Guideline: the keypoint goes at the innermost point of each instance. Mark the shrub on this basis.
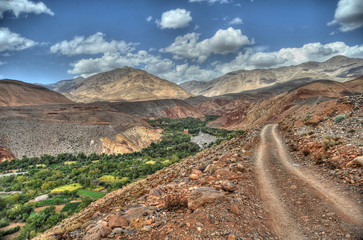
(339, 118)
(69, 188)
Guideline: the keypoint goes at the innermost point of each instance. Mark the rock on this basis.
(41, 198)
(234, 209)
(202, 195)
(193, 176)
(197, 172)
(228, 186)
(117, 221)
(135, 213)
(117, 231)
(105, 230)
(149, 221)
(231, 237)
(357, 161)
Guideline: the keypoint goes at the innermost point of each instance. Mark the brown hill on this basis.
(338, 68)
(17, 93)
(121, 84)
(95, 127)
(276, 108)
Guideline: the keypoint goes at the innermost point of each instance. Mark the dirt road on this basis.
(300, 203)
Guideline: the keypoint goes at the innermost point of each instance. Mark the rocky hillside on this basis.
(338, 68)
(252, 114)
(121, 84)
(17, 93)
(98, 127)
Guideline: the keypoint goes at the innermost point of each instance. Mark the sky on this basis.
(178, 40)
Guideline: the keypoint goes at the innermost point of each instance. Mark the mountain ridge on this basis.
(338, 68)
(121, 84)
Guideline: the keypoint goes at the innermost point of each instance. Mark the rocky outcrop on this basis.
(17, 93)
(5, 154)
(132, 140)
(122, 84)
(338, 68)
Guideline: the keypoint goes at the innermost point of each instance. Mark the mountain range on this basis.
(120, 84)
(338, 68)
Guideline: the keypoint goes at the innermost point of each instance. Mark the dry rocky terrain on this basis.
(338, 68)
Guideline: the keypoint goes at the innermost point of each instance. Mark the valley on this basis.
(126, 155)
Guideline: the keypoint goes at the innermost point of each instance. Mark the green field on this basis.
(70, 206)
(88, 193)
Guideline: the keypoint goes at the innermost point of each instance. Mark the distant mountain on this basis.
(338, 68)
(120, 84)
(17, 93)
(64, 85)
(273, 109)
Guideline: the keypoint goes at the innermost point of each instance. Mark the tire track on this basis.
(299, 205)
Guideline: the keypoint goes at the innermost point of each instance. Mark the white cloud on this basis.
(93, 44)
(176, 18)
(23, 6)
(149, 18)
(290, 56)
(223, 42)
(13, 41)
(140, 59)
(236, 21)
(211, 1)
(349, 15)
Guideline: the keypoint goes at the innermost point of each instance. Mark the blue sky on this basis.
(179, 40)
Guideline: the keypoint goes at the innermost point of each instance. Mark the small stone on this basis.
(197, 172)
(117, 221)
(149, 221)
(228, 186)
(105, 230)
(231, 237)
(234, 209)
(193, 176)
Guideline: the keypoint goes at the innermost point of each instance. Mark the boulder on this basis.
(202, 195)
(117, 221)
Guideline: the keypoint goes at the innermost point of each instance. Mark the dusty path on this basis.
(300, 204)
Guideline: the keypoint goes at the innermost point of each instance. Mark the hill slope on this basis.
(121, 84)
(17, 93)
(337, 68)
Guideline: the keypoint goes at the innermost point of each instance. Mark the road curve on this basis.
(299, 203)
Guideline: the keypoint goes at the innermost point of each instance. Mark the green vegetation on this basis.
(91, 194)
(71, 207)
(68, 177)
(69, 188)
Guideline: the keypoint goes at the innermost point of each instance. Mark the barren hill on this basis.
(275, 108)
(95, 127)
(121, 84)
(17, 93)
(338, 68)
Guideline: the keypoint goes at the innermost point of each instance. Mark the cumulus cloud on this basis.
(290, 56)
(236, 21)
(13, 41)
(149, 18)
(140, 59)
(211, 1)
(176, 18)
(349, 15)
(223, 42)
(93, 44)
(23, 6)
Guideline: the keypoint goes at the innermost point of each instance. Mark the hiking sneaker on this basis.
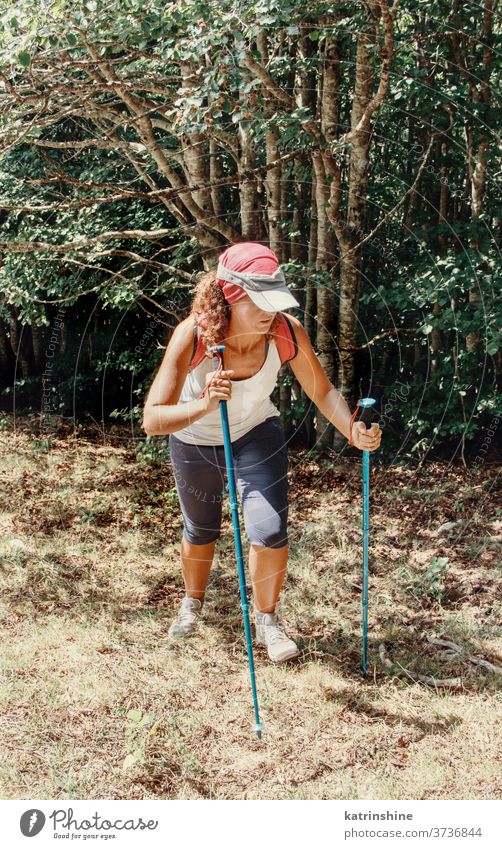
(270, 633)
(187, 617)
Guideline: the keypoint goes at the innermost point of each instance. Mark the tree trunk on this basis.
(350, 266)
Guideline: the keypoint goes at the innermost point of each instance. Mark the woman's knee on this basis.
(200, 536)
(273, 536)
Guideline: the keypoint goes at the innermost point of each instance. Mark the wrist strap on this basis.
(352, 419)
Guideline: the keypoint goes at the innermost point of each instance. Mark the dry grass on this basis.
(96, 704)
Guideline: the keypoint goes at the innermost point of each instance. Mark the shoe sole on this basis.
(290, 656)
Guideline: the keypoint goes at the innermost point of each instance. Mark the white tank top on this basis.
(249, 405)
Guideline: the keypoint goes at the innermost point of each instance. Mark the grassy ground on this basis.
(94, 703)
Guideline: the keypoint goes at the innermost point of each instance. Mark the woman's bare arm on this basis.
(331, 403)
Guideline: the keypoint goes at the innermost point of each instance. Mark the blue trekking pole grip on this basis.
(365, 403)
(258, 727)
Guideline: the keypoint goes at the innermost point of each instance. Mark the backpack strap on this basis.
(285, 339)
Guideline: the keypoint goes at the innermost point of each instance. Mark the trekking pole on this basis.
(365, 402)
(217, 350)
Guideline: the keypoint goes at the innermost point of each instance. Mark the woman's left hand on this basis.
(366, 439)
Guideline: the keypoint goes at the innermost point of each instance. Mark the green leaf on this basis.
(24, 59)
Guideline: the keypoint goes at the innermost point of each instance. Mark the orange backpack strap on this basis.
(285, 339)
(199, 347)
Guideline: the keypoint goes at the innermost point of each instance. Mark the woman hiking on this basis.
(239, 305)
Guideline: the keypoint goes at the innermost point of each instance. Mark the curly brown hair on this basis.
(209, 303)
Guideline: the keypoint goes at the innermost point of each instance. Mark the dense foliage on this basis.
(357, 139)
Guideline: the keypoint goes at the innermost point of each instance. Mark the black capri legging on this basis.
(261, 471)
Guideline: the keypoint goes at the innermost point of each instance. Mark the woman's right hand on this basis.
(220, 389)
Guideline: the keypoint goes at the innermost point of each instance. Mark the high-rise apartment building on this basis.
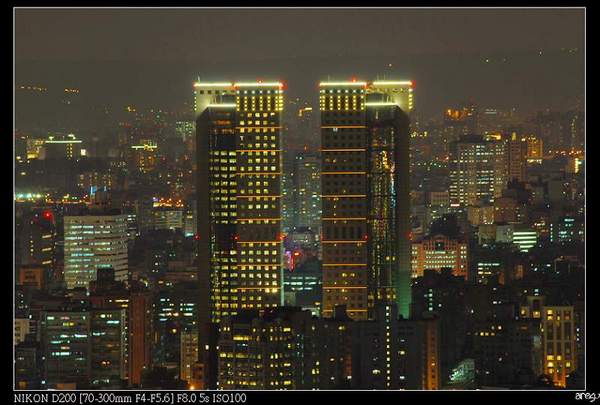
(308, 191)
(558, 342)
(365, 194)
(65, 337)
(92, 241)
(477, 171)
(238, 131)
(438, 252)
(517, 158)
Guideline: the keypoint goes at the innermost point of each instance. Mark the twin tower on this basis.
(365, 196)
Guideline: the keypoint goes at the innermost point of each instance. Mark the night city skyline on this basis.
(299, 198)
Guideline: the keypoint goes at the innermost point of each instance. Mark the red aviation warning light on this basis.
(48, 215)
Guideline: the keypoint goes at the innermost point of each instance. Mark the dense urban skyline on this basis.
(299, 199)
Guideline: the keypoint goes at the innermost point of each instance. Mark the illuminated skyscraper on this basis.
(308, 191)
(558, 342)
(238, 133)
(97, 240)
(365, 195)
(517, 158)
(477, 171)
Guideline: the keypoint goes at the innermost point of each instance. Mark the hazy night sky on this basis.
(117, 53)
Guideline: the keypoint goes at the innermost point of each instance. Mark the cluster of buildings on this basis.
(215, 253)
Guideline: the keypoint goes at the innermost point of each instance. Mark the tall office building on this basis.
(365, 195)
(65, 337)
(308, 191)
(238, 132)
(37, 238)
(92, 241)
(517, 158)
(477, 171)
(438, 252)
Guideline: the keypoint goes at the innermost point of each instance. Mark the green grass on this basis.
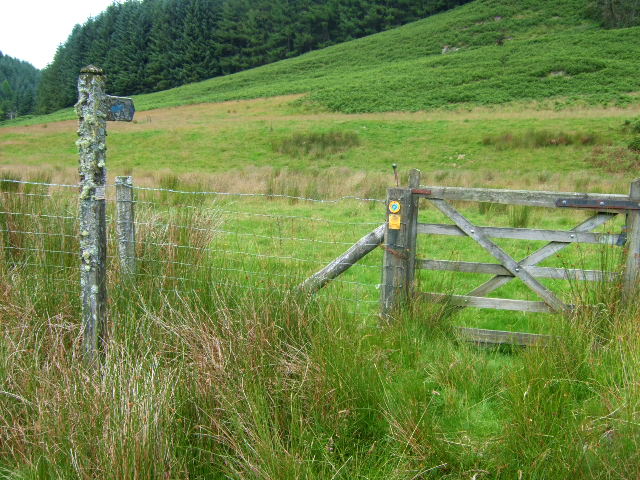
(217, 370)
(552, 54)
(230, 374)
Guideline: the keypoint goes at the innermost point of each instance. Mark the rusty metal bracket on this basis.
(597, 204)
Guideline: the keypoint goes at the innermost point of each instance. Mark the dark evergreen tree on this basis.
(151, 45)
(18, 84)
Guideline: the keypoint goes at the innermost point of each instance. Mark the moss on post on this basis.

● ● ●

What is required: Copy all the records above exactly, but leave out the pictures.

Answer for this exercise:
Guideline: the keypoint goes at the innermost point of each instance. Mark the shrub on this basis.
(339, 118)
(69, 188)
Guideline: the keypoint goes at the innermost point of each instance. Mark the rock on this basis.
(41, 198)
(234, 209)
(202, 195)
(193, 176)
(197, 172)
(228, 186)
(117, 221)
(135, 213)
(117, 231)
(105, 230)
(149, 221)
(231, 237)
(357, 161)
Guideline: the keypoint goes at the innermost point of each instance. Mark the brown hill on this basis.
(338, 68)
(17, 93)
(121, 84)
(95, 127)
(276, 108)
Guideline: the keypoint goes at the innermost point of each instance. Mark the dirt road on this basis.
(300, 203)
Guideline: the keypoint goes at the innermost point of each instance. Mark the rocky hillside on this basis.
(338, 68)
(252, 114)
(121, 84)
(17, 93)
(98, 127)
Guideline: the keypoint goes at the innermost point of each instance. Mark the sky on this basis.
(178, 40)
Guideline: the keypoint goes at the innermost point of each instance. Mark the mountain ridge on this basis.
(338, 68)
(121, 84)
Guideline: the keypoint goes at the innermost point of each instance. Mark the rocky outcrop on this basis.
(17, 93)
(5, 154)
(132, 140)
(122, 84)
(338, 68)
Guideline: the keypoint goes at the innermost point of each instance. Mark the mountain range on this basis.
(120, 84)
(338, 68)
Guideline: the keypoint goes at the innermost point of each instance. Mark the dry rocky terrain on this basis.
(338, 68)
Guideline: the keypoint goes at the innermost point of each instance. Mark the valley on this basis.
(126, 155)
Guideline: the keypoint goes at the innermost point of each instance. Mark the green field on this basis.
(70, 206)
(88, 193)
Guideline: the keypoint goes at the innermost point of each instance. Mark the distant mountain on this basis.
(338, 68)
(120, 84)
(17, 93)
(64, 85)
(273, 109)
Guideline: the keypoint goes at the innermost point of each instance. Mark the tire track on this basis.
(299, 205)
Guideline: the keypoint goes at the innermost point of each instance. Mark the white cloud on this basis.
(93, 44)
(176, 18)
(23, 6)
(149, 18)
(290, 56)
(223, 42)
(13, 41)
(140, 59)
(236, 21)
(211, 1)
(349, 15)
Guideline: the keypoint goes at the innermost point of each instance. Mark the blue sky on this basis.
(179, 40)
Guideline: the keypoint goes at the innermost point of each instance. Mark the small stone on this basis.
(197, 172)
(117, 221)
(149, 221)
(228, 186)
(105, 230)
(231, 237)
(234, 209)
(193, 176)
Guideline: the keypoint goes at the innermost point of each instance. Mark the boulder on this basis.
(202, 195)
(117, 221)
Guideline: the keypoint goes at the innermost point of each instance. Mark the dusty path on this basis.
(300, 204)
Guideline: the keypoint goes at the innermost point of each instance. Mark the hill slope on this basis.
(121, 84)
(17, 93)
(337, 68)
Guideline: the keypoint goes at the innermost point of each instance. Mark the road curve on this basis.
(299, 203)
Guideline: the keypoint goes at the innermost point of each instance. Mark the green vegetation on this basis.
(91, 194)
(71, 207)
(68, 177)
(69, 188)
Guideline: the keypoint goes at the innermost point of each instance. Mark the barren hill on this basis.
(275, 108)
(95, 127)
(121, 84)
(17, 93)
(338, 68)
Guideline: the keypoint goes at the innermost point of each instance. Mark the cumulus cloud on this basis.
(290, 56)
(236, 21)
(13, 41)
(149, 18)
(140, 59)
(211, 1)
(176, 18)
(349, 15)
(223, 42)
(93, 44)
(23, 6)
Guideline: the keypoint goes at the innermost point of each instance. Mark the hiking sneaker on this basis.
(270, 633)
(187, 617)
Guideline: the keypoint goes at the innermost point of each instance. Mark the tree trunk on this basis.
(350, 266)
Guideline: the keypoint goes at the innermost point of each instance. Mark the woman's knee on this basis.
(200, 536)
(273, 536)
Guideline: the keypoint goes at the innermost point of each instance. Mark the wrist strap on this basis.
(352, 419)
Guideline: the keypoint goes at the innermost point of each instance. Mark the dry grass on this basis.
(96, 704)
Guideline: the keypoint goes at the innermost point of each instance. Mark the shoe sole on this basis.
(290, 656)
Guideline: the keypoint goes at the innermost point of each instance. Mark the white tank top on this basis.
(249, 405)
Guideline: the keypoint goes at the innermost point of each instance. Mark the grassy ground on this basis.
(94, 703)
Guideline: the keypoint goes at the innermost point of each instance. Mark the woman's bare arm on this basis.
(331, 403)
Guideline: the keypoint goes at the innermost point of each instance. Mark the blue trekking pole grip on this basis.
(365, 403)
(258, 727)
Guideline: the keypoint goes at the innermost point of each instance. Mark the backpack strap on this basis.
(285, 339)
Guideline: the keypoint goes at the innermost point of each instance. Mark the trekking pole on this basis.
(365, 402)
(217, 350)
Guideline: the keypoint goes at the innermost point of each instance. Mark the woman's left hand on this basis.
(366, 439)
Guideline: the keypoint goes at the innermost point of each instance. Mark the green leaf on this basis.
(24, 59)
Guideline: the keypoint goes at the innermost point of each instance. Mark the orange backpack strap on this basis.
(285, 339)
(199, 347)
Guideline: the keypoint goes at the innermost point of each instance. Mark the woman hiking on this basis.
(239, 305)
Guideline: the keypoint goes at the innermost point of each instance. Mark the curly brown hair on this basis.
(209, 303)
Guideline: the keypoint goes at the innermost point of each instance. Mark the dense foliage on this basis.
(357, 139)
Guideline: the keypoint goes at the innermost point of each instance. Mark the black capri legging on this basis.
(261, 471)
Guideline: the keypoint goes at the innermost point of each instance. Mark the woman's right hand on this basis.
(220, 389)
Guideline: the keypoint goes at the innermost point of each instance. Mark the high-rise apartment building on this basis.
(308, 191)
(558, 342)
(365, 194)
(65, 337)
(92, 241)
(477, 171)
(238, 131)
(438, 252)
(517, 158)
Guideline: the keypoint goes at the innermost point of each instance. Mark the twin tower on this basis.
(365, 196)
Guideline: the keypoint goes at the innermost point of each instance. Mark the night city skyline on this basis.
(299, 198)
Guideline: the keypoint goes at the innermost point of each instance. Mark the red aviation warning light on this basis.
(48, 215)
Guideline: the keypoint goes at the innermost point of each instance. Mark the dense urban skyline on this basis.
(299, 199)
Guideline: the keypoint goes at the innermost point of each instance. Mark the illuminated skyscraper on this basis.
(308, 191)
(558, 342)
(238, 133)
(97, 240)
(365, 195)
(517, 158)
(477, 171)
Guideline: the keypoint goes at the innermost point of each instance. Mark the hazy night sky on this basis.
(117, 53)
Guideline: the keypoint goes at the innermost point of each instance. Mark the cluster of buildings on this basis.
(215, 253)
Guideline: the keypoint goes at the innermost point of each instance. Mark the tall office building on this basis.
(365, 195)
(65, 337)
(308, 191)
(238, 132)
(37, 238)
(92, 241)
(517, 158)
(477, 171)
(438, 252)
Guideline: the keypoint goes at the innermost point of each instance. Mark the green grass on this basis.
(217, 370)
(552, 54)
(230, 374)
Guideline: the keypoint goes at the innermost point of each instance. Mark the rusty metal bracket on this basis.
(597, 204)
Guideline: the keypoint goes at the innermost point of each instance. Mark the dark evergreen tree on this basis.
(151, 45)
(18, 84)
Guideline: the keypoint goes at the innermost point of each instance. Mark the moss on post on this basis.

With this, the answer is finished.